In the article on whether healthy eating is too expensive, how many cups of non-starchy vegetables does the writer suggest adding each day?

═══ PAGE TEXT

Is Eating Healthy Too Expensive?

The other day my lovely hair stylist, Amanda, stated with complete sincerity — not to mention plenty of frustration over her inability to lose unwanted pounds — “It’s just too expensive to eat healthy, Nattacia!”

This certainly wasn’t the first time I’ve heard this argument for eating a diet of fast/processed foods, so I shared something with her that I had recently shared with listeners on my New Year’s Day Fresh Start Teleclass — we eat in order to obtain nutrition. That’s it, pure and simple. Sure it helps if our food tastes good, but sadly (and more often than not) we’re eating empty calories and highly processed foods for taste sake alone.  

Here’s how I described the process of eating to be nutritionally satisfied versus eating to fill the gap, only to find that you’re hungry less than an hour later and feel like there’s undigested food sitting in your belly as you fight to fend off those growlies.

Imagine this scenario: you eat a banana and decide you’re still hungry so you eat a second banana. Chances are pretty slim that you’ll still be hungry enough to go for a third banana, right? Now, try that with a potato chip. There’s a reason they say, “You can’t eat just one.” In fact you could probably finish off a bag or two before your body signals that you’ve had enough.

That’s just how it works with empty calories. There’s nothing nutritionally sufficient going on in order to signal to your brain that it’s just received what it was seeking — nutrition that comes from eating real food!

I know how tempting it is to look at a $1.99 meal deal and think, “Wow, I can have an entire meal for under two bucks!” But as your hunger grows, along with your waistline, so do your chances for malnutrition, brain fog and a long list of diseases (think Type 2 diabetes, which is nearly always completely reversible through dietary/nutritional changes alone) created primarily because your cells and organs are so nutritionally deficient they’re unable to fend off all the toxins and chemicals that surround us in today’s world.

Where I will admit eating healthy is costly, is in the time it takes to plan meals and snacks – to prepare foods from scratch – but there are ways to cut corners on that time while still preparing nutritionally rich and tasty meals.

In my next article I’ll be sharing a simple menu plan — a snapshot of a-day-in-the-life of my private VIP clients to help them increase the quality of what they eat. For now try this in order to help your body start to gain more nutrition from the foods you’re eating:  eat just 25% more fresh vegetables and fruit each day.  Simply add in 2 cups of non-starchy veggies – for instance, a nice mixed green salad or lightly steamed broccoli and cauliflower – and one deliciously crisp apple every day.

For those who find buying organically grown foods is far too costly , click here to download the Environmental Working Group’s (EWG) “Dirty Dozen – Clean Fifteen” list of foods that you really should buy organically grown and which ones you can get away with purchasing that are conventionally grown. For more great information I invite you to visit www.EWG.org.

My experience has shown that eating healthy isn’t actually expensive … it’s priceless! You have a choice — you can either pay now by choosing “real” foods versus empty calorie processed foods, or you pay later with the most valuable commodity you have — your health!

══════
═══ STORED DATA

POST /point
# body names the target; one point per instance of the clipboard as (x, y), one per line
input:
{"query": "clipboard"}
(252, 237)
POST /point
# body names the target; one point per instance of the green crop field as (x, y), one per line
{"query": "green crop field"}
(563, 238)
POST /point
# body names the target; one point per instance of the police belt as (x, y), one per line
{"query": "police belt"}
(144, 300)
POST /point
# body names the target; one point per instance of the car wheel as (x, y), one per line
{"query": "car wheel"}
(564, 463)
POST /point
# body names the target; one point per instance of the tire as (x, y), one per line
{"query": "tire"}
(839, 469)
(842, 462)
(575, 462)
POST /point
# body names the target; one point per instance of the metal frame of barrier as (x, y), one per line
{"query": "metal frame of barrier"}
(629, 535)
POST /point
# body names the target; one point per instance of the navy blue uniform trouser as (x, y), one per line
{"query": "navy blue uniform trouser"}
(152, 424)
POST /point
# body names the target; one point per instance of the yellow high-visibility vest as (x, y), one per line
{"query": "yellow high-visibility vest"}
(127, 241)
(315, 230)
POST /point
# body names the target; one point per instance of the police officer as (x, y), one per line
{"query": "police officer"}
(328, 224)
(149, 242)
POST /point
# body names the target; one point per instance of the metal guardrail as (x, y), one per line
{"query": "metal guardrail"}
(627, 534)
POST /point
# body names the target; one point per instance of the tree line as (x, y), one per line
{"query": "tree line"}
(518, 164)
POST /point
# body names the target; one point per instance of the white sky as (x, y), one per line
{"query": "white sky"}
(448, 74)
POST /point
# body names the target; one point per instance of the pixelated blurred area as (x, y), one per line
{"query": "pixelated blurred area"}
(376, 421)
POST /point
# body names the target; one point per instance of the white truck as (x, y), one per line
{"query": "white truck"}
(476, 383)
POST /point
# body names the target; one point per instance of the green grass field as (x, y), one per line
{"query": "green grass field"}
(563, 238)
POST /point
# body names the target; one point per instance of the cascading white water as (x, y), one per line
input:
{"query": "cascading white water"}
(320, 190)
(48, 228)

══════

• EXERCISE ANSWER: Two cups.